What to do
1) In the article on Young Roscoe Philaphornia, what position did the album reach on the Billboard 200?
2) Using the article on Young Roscoe Philaphornia, explain why Maurice White appears among the writers of "Smooth Sailin'".
3) Go on with the article on Young Roscoe Philaphornia from its last line.
## begin Source
Studio album by Roscoe
- Released: June 10, 2003
- Recorded: 2002–2003
- Genre: Hip hop
- Length: 51:40
- Label: Priority
- Producer: Andrew Shack (exec.); Kurupt (exec.); Caspa; Def Jef; DJ Quik; Fingazz; Gerald "Soul G" Stevens; J. Wells; L.T. Hutton; Organized Noize; Soopafly; The Co-Stars;

Roscoe chronology
|  | Young Roscoe Philaphornia (2003) | I Luv Cali (2006) |

Singles from Roscoe
- "Head To Toe" Released: 2002; "Smooth Sailin'" Released: August 5, 2003;

= Young Roscoe Philaphornia =

Young Roscoe Philaphornia is the debut studio album by American rapper Roscoe. It was released on June 10, 2003, via Priority Records. Production was handled by Organized Noize, J. Wells, the Co-Stars, Caspa, Def Jef, DJ Quik, Fingazz, L.T. Hutton, Soopafly and Soul G, with Andrew Shack and Kurupt serving as executive producers. It features guest appearances from Kokane, LaToiya Williams, Sleepy Brown and Youth Authority. The album peaked at number 148 on the Billboard 200 and number 22 on the Top R&B/Hip-Hop Albums. Its singles, "Head to Toe" and "Smooth Sailin'", made it to Hot R&B/Hip-Hop Songs at #95 and #73, respectively.

Professional ratings
Review scores
| Source | Rating |
| AllMusic | Star |
| RapReviews | 7.5/10 |

==Track listing==

- Sample credits
- Track 5 contains samples of "Brazilian Rhyme", written by Maurice White and performed by Earth, Wind & Fire

| No. | Title | Writer(s) | Producer(s) | Length |
|---|---|---|---|---|
| 1. | "5 Seconds" | David K. Williams; John Stary; | Fingazz | 3:25 |
| 2. | "Head to Toe" (featuring Sleepy Brown) | Williams; Patrick Brown; Ray Murray; Rico Wade; Thomas Calloway; | Ray Murray; Rico Wade; | 4:14 |
| 3. | "It's That Time Again" (featuring LaToiya Williams) | Williams; Priest Joseph Brooks; | Soopafly | 4:33 |
| 4. | "Get Ready" (featuring Kokane) | Williams; Jerry Long; Ted Hogan; | Caspa | 4:26 |
| 5. | "Smooth Sailin'" | Williams; Jeffrey Fortson; Gerald Stevens; Maurice White; | Def Jef; Soul G; | 3:57 |
| 6. | "Trouble" | Williams; Jon Henderson; | J. Wells | 3:44 |
| 7. | "Shakedown" | Williams; Lenton Terrell Hutton; | L.T. Hutton | 4:06 |
| 8. | "Get Flipped" | Williams; David Marvin Blake; | DJ Quik | 3:13 |
| 9. | "Last Night" | Williams; Neely Dinkins Jr.; Vito Colapietro; | The Co-Stars | 3:46 |
| 10. | "Young Roscoe" | Williams; Dinkins Jr.; Colapietro; | The Co-Stars | 3:41 |
| 11. | "What I Look Like" | Williams; Brown; Murray; Wade; | Organized Noize | 3:24 |
| 12. | "Get Low" (featuring Y.A.) | Williams; B. Pettaway; E. McKinney; S. Huggins; Henderson; | J. Wells | 5:21 |
| 13. | "I Call Shots, Part II" | Williams; Brown; Murray; Wade; Calloway; | Organized Noize | 3:43 |
| Total length: |  |  |  | 51:40 |

==Personnel==

- David "Roscoe" Williams – main artist
- Patrick "Sleepy" Brown – featured artist (track 2), producer (tracks: 11, 13)
## end Source
## begin Records provided
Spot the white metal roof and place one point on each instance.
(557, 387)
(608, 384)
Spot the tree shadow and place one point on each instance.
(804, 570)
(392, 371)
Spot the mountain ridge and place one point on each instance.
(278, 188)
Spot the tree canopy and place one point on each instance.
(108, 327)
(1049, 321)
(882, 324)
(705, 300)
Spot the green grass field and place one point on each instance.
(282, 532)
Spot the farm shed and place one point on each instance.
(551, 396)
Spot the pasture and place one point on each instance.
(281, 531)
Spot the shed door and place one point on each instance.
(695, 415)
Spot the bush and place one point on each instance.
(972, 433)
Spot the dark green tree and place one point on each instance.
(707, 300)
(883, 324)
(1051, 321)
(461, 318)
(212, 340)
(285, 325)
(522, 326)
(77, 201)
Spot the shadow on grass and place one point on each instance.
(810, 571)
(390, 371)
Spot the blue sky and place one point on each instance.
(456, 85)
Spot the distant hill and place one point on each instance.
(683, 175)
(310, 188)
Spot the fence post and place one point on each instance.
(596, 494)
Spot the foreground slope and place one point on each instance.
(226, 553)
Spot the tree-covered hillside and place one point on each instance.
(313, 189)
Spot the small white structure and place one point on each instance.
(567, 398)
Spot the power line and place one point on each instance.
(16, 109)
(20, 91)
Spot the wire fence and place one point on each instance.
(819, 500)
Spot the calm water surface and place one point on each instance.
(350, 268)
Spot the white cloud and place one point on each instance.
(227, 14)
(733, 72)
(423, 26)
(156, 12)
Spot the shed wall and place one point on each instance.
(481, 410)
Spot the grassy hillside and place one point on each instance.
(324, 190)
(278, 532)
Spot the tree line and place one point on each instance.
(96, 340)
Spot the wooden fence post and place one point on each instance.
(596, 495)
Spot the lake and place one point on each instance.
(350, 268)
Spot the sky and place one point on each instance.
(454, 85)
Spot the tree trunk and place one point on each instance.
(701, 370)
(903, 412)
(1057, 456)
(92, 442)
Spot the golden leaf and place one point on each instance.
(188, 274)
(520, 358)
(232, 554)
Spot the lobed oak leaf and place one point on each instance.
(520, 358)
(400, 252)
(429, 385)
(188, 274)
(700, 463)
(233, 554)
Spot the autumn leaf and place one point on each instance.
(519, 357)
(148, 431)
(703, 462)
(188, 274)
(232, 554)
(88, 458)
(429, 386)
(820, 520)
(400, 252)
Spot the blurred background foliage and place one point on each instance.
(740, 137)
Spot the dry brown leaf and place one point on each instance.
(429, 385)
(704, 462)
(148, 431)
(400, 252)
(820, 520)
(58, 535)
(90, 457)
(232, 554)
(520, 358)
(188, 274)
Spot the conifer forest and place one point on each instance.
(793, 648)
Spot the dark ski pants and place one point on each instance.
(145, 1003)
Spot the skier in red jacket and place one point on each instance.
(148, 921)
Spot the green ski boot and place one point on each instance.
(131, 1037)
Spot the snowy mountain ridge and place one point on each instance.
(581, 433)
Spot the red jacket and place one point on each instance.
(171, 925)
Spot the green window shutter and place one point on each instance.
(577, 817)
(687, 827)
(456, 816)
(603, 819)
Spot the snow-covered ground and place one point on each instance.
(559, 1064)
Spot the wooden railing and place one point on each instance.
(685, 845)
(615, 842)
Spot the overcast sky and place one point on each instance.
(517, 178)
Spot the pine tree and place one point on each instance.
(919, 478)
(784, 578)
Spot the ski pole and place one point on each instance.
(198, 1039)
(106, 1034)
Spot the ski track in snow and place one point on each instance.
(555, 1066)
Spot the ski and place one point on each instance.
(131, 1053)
## end Records provided
## begin Records provided
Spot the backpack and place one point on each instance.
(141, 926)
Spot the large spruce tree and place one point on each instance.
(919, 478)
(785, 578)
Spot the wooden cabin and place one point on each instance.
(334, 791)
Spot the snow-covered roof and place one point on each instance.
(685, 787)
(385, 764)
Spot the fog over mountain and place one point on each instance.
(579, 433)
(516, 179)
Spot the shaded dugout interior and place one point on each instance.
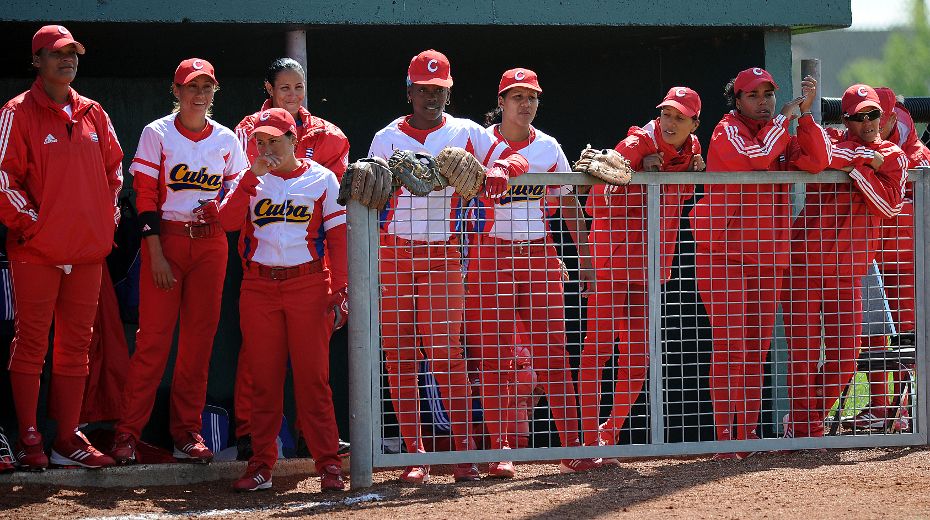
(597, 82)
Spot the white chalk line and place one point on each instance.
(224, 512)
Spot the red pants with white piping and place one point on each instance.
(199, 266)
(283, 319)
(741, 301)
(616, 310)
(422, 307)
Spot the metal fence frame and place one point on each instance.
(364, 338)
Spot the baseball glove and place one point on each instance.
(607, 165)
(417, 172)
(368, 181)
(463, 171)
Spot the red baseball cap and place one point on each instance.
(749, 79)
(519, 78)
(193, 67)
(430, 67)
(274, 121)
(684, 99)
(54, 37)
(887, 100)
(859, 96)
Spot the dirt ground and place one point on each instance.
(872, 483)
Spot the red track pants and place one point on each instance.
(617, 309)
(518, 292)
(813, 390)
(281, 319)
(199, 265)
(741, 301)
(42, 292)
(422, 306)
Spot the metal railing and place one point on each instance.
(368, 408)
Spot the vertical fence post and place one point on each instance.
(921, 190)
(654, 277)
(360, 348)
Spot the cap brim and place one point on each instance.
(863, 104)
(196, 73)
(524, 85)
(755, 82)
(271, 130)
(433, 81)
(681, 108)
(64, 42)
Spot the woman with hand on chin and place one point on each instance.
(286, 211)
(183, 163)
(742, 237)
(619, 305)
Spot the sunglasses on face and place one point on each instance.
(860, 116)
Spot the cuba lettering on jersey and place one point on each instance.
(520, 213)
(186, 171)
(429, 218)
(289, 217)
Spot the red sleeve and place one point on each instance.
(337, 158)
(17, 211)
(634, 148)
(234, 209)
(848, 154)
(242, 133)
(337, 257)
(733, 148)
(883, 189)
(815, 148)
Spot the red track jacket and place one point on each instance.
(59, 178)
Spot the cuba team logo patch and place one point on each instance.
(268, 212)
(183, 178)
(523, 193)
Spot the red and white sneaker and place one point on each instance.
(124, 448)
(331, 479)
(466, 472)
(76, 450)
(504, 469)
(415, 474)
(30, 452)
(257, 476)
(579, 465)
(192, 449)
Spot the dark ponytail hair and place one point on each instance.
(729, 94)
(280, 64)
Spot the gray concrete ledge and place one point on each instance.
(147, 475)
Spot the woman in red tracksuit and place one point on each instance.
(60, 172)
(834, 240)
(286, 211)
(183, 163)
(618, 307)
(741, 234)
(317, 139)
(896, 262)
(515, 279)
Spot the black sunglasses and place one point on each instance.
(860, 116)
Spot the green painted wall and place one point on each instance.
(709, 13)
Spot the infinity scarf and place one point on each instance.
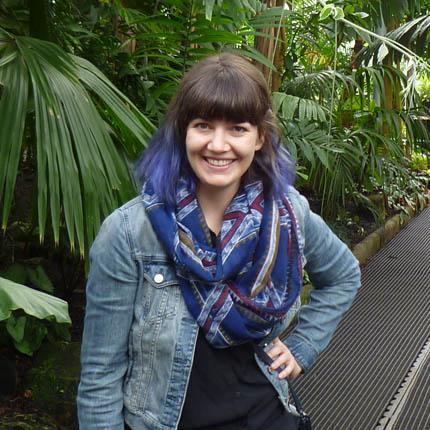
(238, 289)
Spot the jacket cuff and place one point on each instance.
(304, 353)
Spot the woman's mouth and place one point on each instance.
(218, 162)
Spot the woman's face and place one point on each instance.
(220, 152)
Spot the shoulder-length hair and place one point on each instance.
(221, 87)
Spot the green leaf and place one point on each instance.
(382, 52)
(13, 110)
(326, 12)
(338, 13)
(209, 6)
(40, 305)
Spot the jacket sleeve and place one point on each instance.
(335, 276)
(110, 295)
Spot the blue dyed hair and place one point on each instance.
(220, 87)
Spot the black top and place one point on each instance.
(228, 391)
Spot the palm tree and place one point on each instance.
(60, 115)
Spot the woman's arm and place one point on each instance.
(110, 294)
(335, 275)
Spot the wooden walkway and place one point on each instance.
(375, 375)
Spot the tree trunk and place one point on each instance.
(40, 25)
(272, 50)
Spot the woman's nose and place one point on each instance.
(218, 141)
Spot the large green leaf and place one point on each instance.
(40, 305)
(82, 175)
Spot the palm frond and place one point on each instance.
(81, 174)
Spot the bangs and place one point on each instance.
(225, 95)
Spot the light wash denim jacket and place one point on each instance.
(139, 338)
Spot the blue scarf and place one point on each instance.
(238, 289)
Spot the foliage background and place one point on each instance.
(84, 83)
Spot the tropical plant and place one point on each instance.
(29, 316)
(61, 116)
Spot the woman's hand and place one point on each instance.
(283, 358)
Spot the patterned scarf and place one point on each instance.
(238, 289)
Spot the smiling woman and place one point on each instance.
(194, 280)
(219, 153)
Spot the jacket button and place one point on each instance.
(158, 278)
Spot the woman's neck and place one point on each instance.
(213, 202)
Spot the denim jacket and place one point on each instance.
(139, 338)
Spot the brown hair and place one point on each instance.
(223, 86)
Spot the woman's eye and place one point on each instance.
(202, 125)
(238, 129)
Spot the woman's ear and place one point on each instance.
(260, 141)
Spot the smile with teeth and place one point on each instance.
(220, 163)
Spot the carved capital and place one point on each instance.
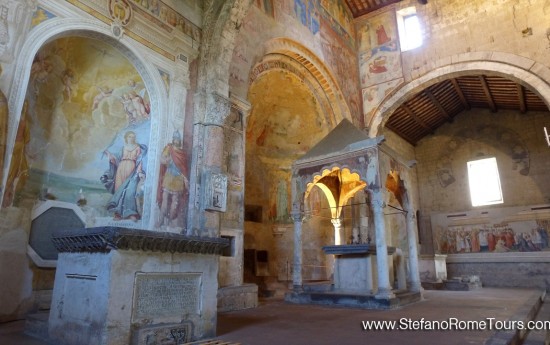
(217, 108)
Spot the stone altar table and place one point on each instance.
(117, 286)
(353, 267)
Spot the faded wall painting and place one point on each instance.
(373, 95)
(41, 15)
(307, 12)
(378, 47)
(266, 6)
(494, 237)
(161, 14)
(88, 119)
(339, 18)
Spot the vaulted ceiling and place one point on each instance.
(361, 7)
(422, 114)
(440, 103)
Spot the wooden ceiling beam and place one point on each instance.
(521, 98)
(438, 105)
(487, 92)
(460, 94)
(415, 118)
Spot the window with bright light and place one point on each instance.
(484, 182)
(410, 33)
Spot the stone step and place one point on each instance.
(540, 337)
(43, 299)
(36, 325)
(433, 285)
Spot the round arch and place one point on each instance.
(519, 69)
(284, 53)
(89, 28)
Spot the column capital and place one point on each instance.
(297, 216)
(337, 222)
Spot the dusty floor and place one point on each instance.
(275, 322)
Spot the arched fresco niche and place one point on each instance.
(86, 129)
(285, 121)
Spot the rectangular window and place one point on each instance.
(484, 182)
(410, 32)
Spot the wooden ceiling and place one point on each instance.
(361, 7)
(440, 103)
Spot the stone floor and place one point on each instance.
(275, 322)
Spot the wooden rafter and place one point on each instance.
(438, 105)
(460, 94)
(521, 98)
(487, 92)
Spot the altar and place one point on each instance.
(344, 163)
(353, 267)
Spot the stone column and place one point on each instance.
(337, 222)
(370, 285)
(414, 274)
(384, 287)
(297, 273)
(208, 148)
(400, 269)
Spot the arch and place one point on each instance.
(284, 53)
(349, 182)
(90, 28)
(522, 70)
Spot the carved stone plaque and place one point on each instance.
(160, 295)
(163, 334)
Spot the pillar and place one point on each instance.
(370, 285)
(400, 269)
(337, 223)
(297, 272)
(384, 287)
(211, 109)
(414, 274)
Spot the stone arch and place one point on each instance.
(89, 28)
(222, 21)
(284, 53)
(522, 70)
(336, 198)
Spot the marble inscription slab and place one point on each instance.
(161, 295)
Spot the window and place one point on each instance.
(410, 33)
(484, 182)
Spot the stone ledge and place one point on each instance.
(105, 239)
## end Records provided
Expected outputs
1) Number 148.

2) "Smooth Sailin'" is track 5, and the article's sample credits say it contains samples of "Brazilian Rhyme." That song was written by Maurice White and performed by Earth, Wind & Fire, so he is listed as a writer.

3)
- LaToiya Williams – featured artist (track 3)
- Jerry "Kokane" Long Jr. – featured artist (track 4)
- B. "Young Bizzle" Pettaway – featured artist (track 12)
- E. "Tri Star" McKinney – featured artist (track 12)
- S. "YG" Huggins – featured artist (track 12)
- Jasmine McGruder – additional vocals (track 6)
- LaChrisha McClendon-McLemore – additional vocals (track 9)
- Richard Stites – drums & keyboards (track 11)
- John "Fingazz" Stary – producer (track 1)
- Ray Murray – producer (tracks: 2, 11, 13)
- Rico Wade – producer (tracks: 2, 11, 13)
- Priest "Soopafly" Brooks – producer (track 3)
- Ted "Caspa" Hogan – producer (track 4)
- Jeffrey "Def Jef" Forston – producer (track 5)
- Gerald "Soul G." Stevens – producer (track 5)
- Jon "J. Wells" Henderson – producer (tracks: 6, 12)
- Lenton Terrell Hutton – producer (track 7)
- David "DJ Quik" Blake – engineering & producer (track 8)
- Neely Dinkins Jr. – producer (tracks: 9, 10)
- Vito Colapietro – producer (tracks: 9, 10)
- Andrew M. Shack – executive producer
- Ricardo "Kurupt" Brown – executive producer
- Carlos Warlick – mixing (tracks: 1, 2, 4, 9, 10, 13)
- Dave Aaron – mixing (track 3)
- Nick Ferrero – mixing (track 5)
- Jeremy McKenzie – mixing (track 6)
- Brian Springer – mixing (track 7)
- Brian Sumner – assistant mixing (tracks: 1, 4, 7, 9, 10, 11)
- Juan Ramirez – assistant mixing (tracks: 2, 13)
- Andrew Chavel – assistant mixing (track 3)
- Chris Frame – assistant mixing (track 6)
- Peter DiRado – assistant mixing (track 8)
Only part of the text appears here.